__YOUR GOAL__
Swap "keypoint" for "marker" in the listing from the line containing "One keypoint belongs to every instance. Tag the night" through the end of the listing, changing nothing else. Give back only those lines.

Named object pointing listing

▼▼▼

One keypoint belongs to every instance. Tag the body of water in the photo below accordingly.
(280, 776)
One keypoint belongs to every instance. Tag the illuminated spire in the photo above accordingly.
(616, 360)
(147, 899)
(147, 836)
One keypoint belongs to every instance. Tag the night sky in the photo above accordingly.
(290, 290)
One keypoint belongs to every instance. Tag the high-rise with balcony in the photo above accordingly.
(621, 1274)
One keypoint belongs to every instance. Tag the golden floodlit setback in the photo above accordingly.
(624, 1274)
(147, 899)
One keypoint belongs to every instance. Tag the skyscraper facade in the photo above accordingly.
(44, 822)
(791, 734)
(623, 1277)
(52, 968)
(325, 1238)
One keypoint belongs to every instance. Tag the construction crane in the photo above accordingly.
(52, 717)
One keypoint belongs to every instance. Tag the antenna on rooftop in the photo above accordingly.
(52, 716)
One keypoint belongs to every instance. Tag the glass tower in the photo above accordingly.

▲▲▲

__SOLUTION FOR THIS PROBLEM__
One marker belongs to every instance. Tag the night sky in the photo above accordingly.
(290, 290)
One marker belongs to every instance. Tag the high-rise with balcony in the photo above accordingly.
(621, 1274)
One marker belongs to every instance. Tag the golden floodlit setback in the photo above accordingly.
(624, 1274)
(147, 899)
One marker belongs to every instance. Tag the skyscraper facade in the photo above accordingly.
(44, 822)
(791, 734)
(623, 1277)
(52, 968)
(325, 1238)
One marker belongs to every instance. Tag the construction crane in the photo above accordingly.
(52, 717)
One marker belongs to every instance. Tag the antenna on rooftop in the photo above accordingly.
(52, 716)
One marker belongs to every instance. Tag the glass tower in the photo above accordingly.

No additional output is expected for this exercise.